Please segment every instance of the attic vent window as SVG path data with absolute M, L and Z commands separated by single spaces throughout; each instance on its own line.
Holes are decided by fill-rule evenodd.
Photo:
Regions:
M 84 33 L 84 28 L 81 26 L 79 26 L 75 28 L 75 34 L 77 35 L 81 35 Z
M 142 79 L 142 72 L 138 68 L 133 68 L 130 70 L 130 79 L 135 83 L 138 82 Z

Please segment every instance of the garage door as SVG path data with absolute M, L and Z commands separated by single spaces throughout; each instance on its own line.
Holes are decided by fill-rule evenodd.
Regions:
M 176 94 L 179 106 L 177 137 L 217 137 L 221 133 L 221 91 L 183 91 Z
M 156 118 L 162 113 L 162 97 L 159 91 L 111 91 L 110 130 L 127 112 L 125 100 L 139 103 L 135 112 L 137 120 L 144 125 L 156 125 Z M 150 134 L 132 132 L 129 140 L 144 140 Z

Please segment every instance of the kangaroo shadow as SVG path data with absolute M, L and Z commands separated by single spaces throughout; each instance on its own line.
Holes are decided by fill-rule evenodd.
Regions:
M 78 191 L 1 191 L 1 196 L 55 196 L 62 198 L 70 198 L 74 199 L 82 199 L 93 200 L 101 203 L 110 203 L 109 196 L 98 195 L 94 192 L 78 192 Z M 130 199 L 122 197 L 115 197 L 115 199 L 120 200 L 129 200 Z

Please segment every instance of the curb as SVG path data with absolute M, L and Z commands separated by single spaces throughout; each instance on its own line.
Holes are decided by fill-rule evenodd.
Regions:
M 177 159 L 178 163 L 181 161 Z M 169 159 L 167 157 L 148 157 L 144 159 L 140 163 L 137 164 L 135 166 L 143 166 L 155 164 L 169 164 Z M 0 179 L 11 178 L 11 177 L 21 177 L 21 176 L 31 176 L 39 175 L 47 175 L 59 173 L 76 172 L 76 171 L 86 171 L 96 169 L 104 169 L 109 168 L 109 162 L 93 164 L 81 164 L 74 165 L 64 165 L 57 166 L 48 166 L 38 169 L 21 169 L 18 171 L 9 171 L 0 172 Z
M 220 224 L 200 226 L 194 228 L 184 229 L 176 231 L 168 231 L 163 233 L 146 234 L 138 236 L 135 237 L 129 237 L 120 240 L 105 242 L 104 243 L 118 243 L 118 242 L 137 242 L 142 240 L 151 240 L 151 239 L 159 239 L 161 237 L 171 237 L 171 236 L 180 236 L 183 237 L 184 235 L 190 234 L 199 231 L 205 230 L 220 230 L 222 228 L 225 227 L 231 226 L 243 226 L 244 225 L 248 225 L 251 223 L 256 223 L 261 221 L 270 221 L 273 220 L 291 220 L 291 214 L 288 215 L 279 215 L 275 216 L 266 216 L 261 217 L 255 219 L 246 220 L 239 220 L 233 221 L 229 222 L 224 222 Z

EXERCISE BRIEF
Rewrite the data above with every "evenodd" changed to "nonzero" and nothing else altered.

PROBLEM SOLUTION
Please segment every instance of the attic vent window as SVG path data with absolute M, L and Z commands separated by single spaces throughout; each instance on its own line.
Holes are decided by fill-rule nonzero.
Photo:
Regions:
M 84 33 L 84 28 L 81 26 L 79 26 L 75 28 L 75 34 L 77 35 L 81 35 Z
M 142 79 L 142 72 L 138 68 L 133 68 L 130 70 L 130 79 L 135 83 L 138 82 Z

Please segment every instance of the garage door as SVG path data with absolute M, L and Z commands separated by single spaces throughout; each instance on its own line.
Holes are decided by fill-rule nonzero.
Regions:
M 176 94 L 179 106 L 177 137 L 217 137 L 221 133 L 221 91 L 183 91 Z
M 156 118 L 162 113 L 162 97 L 159 91 L 111 91 L 110 130 L 127 112 L 125 100 L 139 103 L 135 112 L 137 120 L 144 125 L 156 125 Z M 150 134 L 132 132 L 129 140 L 144 140 Z

Please segment every instance of the kangaroo shadow as SVG path data with absolute M, L and Z commands separated by single spaces throughout; each instance on its own line.
Holes are decided by fill-rule nonzero.
Regions:
M 78 191 L 1 191 L 1 196 L 55 196 L 62 198 L 70 198 L 74 199 L 82 199 L 93 200 L 101 203 L 110 203 L 109 196 L 98 195 L 94 192 L 78 192 Z M 130 199 L 122 197 L 115 197 L 115 199 L 120 200 L 129 200 Z

Please segment every instance of the curb as SVG path data with absolute M, L and Z commands separated by single spaces throughout; each instance on its own line.
Holes are decided by fill-rule nonzero.
Regions:
M 177 159 L 178 163 L 181 161 Z M 169 159 L 167 157 L 148 157 L 144 159 L 140 163 L 137 164 L 135 166 L 143 166 L 155 164 L 169 164 Z M 0 179 L 11 178 L 11 177 L 21 177 L 21 176 L 31 176 L 39 175 L 47 175 L 59 173 L 76 172 L 76 171 L 86 171 L 96 169 L 104 169 L 109 168 L 109 162 L 93 164 L 81 164 L 74 165 L 64 165 L 57 166 L 48 166 L 38 169 L 21 169 L 18 171 L 9 171 L 0 172 Z
M 220 224 L 200 226 L 194 228 L 184 229 L 176 231 L 168 231 L 163 233 L 146 234 L 138 236 L 135 237 L 129 237 L 120 240 L 105 242 L 104 243 L 118 243 L 118 242 L 137 242 L 142 240 L 151 240 L 151 239 L 159 239 L 161 237 L 171 237 L 171 236 L 180 236 L 183 237 L 184 235 L 190 234 L 199 231 L 205 230 L 220 230 L 222 228 L 225 227 L 231 226 L 243 226 L 244 225 L 248 225 L 251 223 L 256 223 L 261 221 L 270 221 L 273 220 L 291 220 L 291 214 L 288 215 L 279 215 L 275 216 L 266 216 L 261 217 L 255 219 L 246 220 L 239 220 L 233 221 L 229 222 L 224 222 Z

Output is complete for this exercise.